** Records for processing **
Segment Open

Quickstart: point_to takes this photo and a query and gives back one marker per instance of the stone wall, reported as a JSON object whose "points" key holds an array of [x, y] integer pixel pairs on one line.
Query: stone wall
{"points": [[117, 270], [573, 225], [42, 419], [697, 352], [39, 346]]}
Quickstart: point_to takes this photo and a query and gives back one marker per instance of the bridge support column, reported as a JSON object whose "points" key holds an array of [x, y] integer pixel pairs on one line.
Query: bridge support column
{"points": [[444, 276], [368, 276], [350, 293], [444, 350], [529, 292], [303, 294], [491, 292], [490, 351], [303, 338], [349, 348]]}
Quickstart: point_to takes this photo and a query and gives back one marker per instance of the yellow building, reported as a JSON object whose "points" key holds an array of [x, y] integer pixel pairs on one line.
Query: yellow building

Segment Closed

** Work to be completed **
The lines from the one with "of the yellow" through the end of the data above are to be set down exactly, with both boundary lines included and no other lines.

** Solution to this task **
Quickstart: point_to takes this photo and a query and gives back one marker per instance of the yellow building, reported as a JSON object whose "points" key holds an array of [x, y] integer pixel pairs on one line.
Query: yellow building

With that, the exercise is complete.